→ **Text segment**
☆ ☆ ☆

According to Kusaka, the town’s planning department—having suffered their own losses on March 11 and having no experience of reconstruction on such a monumental scale—is not well placed to solve these problems. “I am not sure they can do this job,” he said. “But I’m also starting to doubt that the job can actually be done. We are talking about altering 236 hectares of land. It’s too much, and it’s too complicated. It’s like trying to rebuild Troy after the siege.” Most fundamentally, he told me, “Many people here don’t want the place to change.” I had heard this confirmed by a lot of local fishermen, and fisherwomen too. “No boats, no equipment, no work,” said Chikako Kimura, a former kakimuki, or oyster-opener, in one of Onagawa’s smaller hamlets, Oura.

Her house had survived March 11. But even if it hadn’t, she told me, she would not have gone along with the town’s proposed consolidation of fifteen separate hamlets into three new villages at a higher elevation. “We don’t want to live where we can’t see our boats,” she explained, those boats being purely figurative at this point. “The tsunami was scary, but the sea hasn’t changed.”

☆ ☆ ☆

→ **Problem to solve**
Copy word for word the stretch of the Onagawa reconstruction passage from "According to Kusaka, the" through "smaller hamlets, Oura.".

☆ ☆ ☆

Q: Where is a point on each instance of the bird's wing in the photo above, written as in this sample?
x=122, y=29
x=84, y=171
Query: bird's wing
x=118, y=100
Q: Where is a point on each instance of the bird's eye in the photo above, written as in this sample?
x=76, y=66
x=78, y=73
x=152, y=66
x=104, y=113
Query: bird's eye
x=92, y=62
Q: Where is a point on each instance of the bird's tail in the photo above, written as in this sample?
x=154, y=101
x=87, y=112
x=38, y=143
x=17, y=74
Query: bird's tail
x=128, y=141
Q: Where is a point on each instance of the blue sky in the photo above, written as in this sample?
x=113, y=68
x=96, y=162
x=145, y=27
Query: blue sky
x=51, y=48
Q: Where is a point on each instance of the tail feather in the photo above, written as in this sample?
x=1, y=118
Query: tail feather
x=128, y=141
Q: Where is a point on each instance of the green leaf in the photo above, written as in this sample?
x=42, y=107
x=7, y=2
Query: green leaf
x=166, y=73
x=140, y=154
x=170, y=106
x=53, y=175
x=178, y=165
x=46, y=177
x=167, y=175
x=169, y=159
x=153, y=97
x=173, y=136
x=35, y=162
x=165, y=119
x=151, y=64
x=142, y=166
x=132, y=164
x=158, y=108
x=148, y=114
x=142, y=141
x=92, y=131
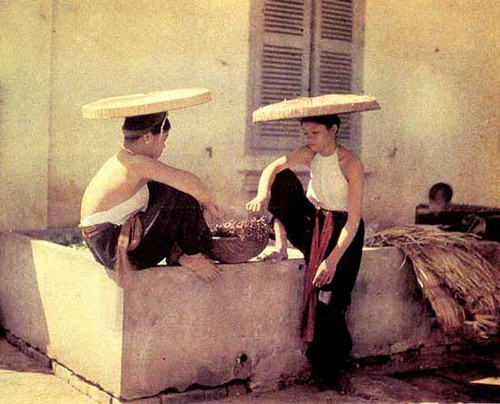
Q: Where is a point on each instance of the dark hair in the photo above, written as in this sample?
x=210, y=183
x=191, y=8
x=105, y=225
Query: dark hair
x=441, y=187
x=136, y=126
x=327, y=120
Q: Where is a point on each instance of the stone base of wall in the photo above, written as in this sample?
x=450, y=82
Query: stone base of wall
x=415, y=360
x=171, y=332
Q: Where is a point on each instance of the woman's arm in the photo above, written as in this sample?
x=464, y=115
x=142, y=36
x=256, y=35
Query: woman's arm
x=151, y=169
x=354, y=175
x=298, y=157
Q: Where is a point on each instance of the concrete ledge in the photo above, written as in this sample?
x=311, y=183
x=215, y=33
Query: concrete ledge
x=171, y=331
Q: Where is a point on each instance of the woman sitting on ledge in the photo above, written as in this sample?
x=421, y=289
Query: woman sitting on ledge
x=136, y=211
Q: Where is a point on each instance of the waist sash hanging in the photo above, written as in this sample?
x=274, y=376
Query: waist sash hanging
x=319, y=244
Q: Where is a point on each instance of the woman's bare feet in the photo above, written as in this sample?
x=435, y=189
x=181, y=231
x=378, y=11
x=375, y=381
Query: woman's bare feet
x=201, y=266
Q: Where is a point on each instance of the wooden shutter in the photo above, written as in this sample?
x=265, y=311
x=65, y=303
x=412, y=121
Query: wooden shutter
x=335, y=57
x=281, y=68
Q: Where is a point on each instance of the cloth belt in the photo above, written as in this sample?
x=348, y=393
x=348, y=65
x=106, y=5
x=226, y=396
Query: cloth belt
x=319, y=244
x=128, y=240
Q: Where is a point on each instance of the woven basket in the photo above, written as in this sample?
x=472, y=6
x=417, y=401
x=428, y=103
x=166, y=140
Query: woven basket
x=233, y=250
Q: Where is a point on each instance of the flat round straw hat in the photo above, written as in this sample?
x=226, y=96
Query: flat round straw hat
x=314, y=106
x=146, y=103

☆ ☆ ☆

→ **Answer space**
According to Kusaka, the town’s planning department—having suffered their own losses on March 11 and having no experience of reconstruction on such a monumental scale—is not well placed to solve these problems. “I am not sure they can do this job,” he said. “But I’m also starting to doubt that the job can actually be done. We are talking about altering 236 hectares of land. It’s too much, and it’s too complicated. It’s like trying to rebuild Troy after the siege.” Most fundamentally, he told me, “Many people here don’t want the place to change.” I had heard this confirmed by a lot of local fishermen, and fisherwomen too. “No boats, no equipment, no work,” said Chikako Kimura, a former kakimuki, or oyster-opener, in one of Onagawa’s smaller hamlets, Oura.